● **AIM OF THE EXERCISE**:
Pick out every line in the following records that contains the string "skate", and copy each one. Uppercase and lowercase letters must match.

● **RECORDS FOR THE TASK**:
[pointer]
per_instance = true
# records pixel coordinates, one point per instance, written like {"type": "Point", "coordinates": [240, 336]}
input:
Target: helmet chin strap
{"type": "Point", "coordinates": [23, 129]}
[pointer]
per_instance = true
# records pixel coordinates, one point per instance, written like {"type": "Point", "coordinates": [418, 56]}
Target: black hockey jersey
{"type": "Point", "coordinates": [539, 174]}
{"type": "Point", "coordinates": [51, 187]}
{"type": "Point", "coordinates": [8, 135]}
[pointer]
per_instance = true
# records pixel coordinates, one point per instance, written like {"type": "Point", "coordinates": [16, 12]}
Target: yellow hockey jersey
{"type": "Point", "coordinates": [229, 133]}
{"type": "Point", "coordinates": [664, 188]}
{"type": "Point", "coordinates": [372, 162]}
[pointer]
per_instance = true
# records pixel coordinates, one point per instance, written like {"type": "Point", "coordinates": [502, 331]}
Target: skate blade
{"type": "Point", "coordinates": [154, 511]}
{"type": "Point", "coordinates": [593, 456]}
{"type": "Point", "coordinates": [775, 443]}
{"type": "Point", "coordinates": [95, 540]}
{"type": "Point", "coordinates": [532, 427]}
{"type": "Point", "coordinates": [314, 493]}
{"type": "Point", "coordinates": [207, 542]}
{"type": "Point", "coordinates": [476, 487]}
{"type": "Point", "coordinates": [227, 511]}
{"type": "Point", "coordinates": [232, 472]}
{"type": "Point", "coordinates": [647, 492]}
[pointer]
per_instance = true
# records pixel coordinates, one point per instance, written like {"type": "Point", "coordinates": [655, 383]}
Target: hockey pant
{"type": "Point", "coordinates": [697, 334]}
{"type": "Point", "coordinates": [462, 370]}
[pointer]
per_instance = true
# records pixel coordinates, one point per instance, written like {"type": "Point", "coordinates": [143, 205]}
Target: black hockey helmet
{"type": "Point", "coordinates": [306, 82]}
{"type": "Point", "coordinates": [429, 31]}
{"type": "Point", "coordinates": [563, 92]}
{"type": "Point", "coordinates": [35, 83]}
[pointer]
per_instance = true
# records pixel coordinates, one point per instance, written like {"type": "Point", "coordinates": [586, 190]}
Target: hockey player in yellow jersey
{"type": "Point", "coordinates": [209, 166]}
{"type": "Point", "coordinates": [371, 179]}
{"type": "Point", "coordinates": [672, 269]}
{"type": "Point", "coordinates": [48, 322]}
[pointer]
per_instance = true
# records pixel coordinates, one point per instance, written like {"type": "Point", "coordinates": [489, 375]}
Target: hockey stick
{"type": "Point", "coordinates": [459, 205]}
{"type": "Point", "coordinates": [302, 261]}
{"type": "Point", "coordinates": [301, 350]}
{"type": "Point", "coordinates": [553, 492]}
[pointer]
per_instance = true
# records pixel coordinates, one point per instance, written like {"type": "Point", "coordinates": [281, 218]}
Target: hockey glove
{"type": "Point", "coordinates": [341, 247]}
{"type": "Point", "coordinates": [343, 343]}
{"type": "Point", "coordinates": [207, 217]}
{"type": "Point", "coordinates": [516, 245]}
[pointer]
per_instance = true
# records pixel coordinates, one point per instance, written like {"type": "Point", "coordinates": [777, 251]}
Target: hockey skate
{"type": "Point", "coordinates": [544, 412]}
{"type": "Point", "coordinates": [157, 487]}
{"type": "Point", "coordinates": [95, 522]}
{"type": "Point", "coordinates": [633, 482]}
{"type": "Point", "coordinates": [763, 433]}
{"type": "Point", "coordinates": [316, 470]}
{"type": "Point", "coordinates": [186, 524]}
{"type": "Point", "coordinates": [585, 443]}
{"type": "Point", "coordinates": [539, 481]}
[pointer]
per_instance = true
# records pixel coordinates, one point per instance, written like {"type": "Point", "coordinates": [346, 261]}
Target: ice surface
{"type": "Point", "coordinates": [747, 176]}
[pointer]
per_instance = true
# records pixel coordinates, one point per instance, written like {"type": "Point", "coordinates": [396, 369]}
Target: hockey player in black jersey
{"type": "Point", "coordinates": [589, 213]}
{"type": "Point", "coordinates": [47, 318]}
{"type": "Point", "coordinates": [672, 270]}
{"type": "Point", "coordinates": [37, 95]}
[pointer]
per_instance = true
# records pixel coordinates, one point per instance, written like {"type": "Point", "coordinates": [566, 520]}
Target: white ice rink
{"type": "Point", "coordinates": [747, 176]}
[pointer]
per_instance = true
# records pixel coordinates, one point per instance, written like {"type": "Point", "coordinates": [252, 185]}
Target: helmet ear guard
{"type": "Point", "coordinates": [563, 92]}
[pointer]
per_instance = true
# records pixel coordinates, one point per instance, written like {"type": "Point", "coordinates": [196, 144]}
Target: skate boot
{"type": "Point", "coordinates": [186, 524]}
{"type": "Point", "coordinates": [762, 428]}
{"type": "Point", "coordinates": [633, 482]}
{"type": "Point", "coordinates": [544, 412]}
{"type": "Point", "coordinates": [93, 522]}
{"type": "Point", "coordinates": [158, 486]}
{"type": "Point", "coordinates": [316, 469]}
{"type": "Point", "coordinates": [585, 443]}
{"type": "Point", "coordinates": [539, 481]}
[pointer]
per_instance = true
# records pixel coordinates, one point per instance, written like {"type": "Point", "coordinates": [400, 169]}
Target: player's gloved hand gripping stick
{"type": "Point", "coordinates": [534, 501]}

● **RESPONSE**:
Target: skate blade
Target: hockey skate
Target: skate boot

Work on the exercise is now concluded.